Article
— Begin —

Since words in the gensim model are in the form 'word_LEMM', and in FB15 they are in 'm/id' form, to compute similarity we need to convert m/id to 'word_LEMM'.  
The file `mid2name.tsv` provides mapping from 'm/id' to 'word'. Apparently most words in FB15 are proper nouns, so we are going to convert  each m/id to 'word_PROPN'.

To this end, we simply add '\_PROPN' to every word in `mid2name.tsv`. Blank spaces should also be replaced with '::'. The function `convert_to_wiki_form` makes these changes for each given input word. 

Note that there are many duplicates in `mid2name.tsv`. The data is loaded into a data frame and the duplicates are dropped, keeping only the first instance for each mid. Then a dictionary is created mapping mids to word_LEMMs. 

Using this dictionary we can later map every entity `ent_i` to a lemmatized word `ent_LEMM_i` and then compare it with another by `wiki_w2v.similarity(ent_lemm_i,ent_lemm_j)`. We also need a threshold to compare this quantity with.

In [92]:
df = pd.read_csv('./FB15K/mid2name.tsv', sep='\t', header=None, names=['mid','word']) 

In [240]:
df.loc[df['mid'] == '/m/027rn']  # It has many duplicates

Unnamed: 0,mid,word
3403,/m/027rn,Dominican Republic


In [94]:
# dropping ALL duplicte values 
df.drop_duplicates(subset ="mid", 
                     keep = 'first', inplace = True) 


df.loc[df['mid'] == '/m/027rn']


Unnamed: 0,mid,word
3403,/m/027rn,Dominican Republic


In [None]:
def convert_to_wiki_form(ent: str):
    ent = ent.replace(' ', '::')
    ent = ent + '_PROPN'
    return ent

In [95]:
#file.head()
keys = list(df['mid'])
mapping = list(df['word'])
mapp_lemm = [convert_to_wiki_form(str(w)) for w in mapping] # words lemmatized

In [112]:
mapping_dict = dict(zip(keys,mapp_lemm))

In [113]:
mapping_dict['/m/027rn']

'Dominican::Republic_PROPN'

--------

## Read entity2id.txt and create the similarity matrix/data frame. 

First we read "/OpenKE/benchmarks/FB15K/entity2id.txt" into a data frame.

— End —

Records

— Begin —

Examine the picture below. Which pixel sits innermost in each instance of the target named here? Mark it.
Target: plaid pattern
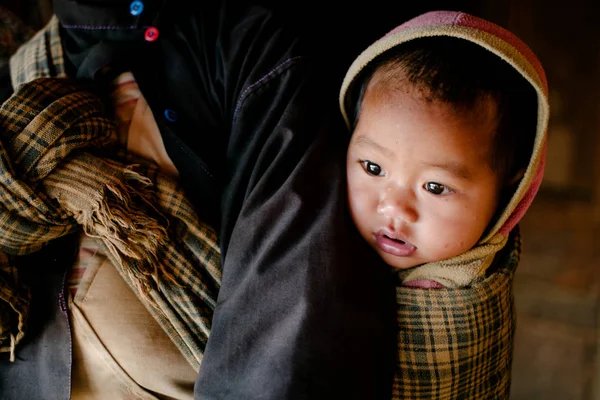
(41, 56)
(452, 343)
(458, 343)
(58, 173)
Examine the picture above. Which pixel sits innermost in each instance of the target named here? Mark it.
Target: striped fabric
(60, 171)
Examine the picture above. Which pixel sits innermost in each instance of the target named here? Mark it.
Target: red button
(151, 34)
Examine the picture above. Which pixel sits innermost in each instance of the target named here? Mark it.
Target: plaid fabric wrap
(58, 169)
(457, 343)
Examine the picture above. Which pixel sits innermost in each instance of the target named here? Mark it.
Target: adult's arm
(305, 310)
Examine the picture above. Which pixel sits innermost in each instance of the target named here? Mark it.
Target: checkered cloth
(60, 171)
(452, 343)
(458, 343)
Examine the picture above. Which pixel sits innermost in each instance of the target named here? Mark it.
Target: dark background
(557, 285)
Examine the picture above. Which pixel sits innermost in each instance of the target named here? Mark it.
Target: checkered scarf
(452, 343)
(61, 172)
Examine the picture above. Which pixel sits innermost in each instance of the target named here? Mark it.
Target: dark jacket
(254, 133)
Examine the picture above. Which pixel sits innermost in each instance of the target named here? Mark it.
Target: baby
(443, 132)
(448, 114)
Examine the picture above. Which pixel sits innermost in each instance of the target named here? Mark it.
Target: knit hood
(468, 267)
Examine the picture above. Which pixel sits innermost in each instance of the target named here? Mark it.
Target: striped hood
(462, 270)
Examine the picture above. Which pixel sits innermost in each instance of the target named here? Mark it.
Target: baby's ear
(511, 181)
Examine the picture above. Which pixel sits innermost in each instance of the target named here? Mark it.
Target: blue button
(171, 115)
(136, 7)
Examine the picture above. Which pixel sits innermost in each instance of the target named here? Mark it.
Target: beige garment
(119, 351)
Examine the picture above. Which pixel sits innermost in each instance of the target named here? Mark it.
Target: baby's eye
(372, 168)
(436, 188)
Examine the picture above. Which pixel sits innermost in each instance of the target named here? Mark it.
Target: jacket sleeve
(303, 311)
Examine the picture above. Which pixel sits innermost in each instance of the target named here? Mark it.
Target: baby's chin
(403, 263)
(400, 263)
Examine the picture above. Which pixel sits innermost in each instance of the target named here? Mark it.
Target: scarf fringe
(131, 232)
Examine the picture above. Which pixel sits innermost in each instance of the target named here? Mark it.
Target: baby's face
(420, 183)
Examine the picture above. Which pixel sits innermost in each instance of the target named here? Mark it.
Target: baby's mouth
(394, 246)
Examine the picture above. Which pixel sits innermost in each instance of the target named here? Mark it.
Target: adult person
(251, 129)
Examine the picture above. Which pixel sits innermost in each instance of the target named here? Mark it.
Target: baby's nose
(398, 203)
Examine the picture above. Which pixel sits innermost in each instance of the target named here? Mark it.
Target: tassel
(129, 225)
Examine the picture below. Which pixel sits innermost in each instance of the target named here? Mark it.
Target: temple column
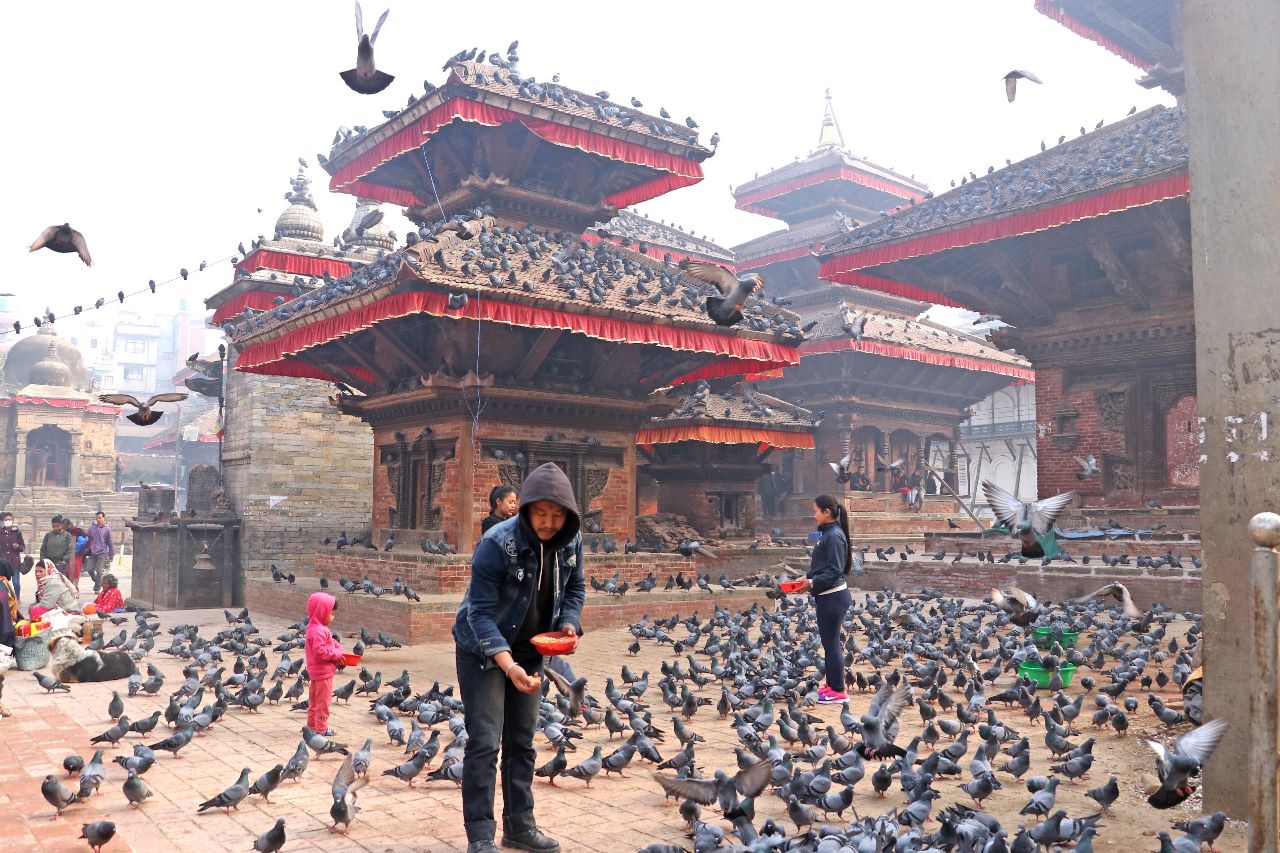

— End —

Pick up the notebook on converting FB15K entity IDs into gensim word forms after its final sentence and write its next section.

Exercise response
In [124]:

ents = pd.read_csv("./OpenKE/benchmarks/FB15K/entity2id.txt",
                   sep = '\t',header=None, names=['mid'], skiprows=[0],usecols=[0]) # first row is lineTot


In [292]:
mid = ents.iloc[3]['mid']

In [140]:
ent_lemm = mapping_dict[mid]

In [141]:
ent_lemm in voc

False

Apparently some words are not found in w2v vocabulary. So we look into it:

In [267]:
in_w2v =0
not_in_dict = 0
subset = []      # The subset of words from FB15 that are in w2v.
not_in_w2v = []  # And the ones that aren't.
for i in range(len(ents)):
    mid = ents.iloc[i]['mid']
    try:
        ent_lemm = mapping_dict[mid] 
        if ent_lemm in voc:
            in_w2v +=1
            subset.append( (i,mid,ent_lemm) )
        else:
            not_in_w2v.append((i,mid,ent_lemm))
            
    except KeyError: # These words are not even in mid2name.tsv. The mids don't exist.
        not_in_dict += 1

In [152]:
not_in_dict   # This many are no found in mid2name.tsv

185

Not that many, so it's cool.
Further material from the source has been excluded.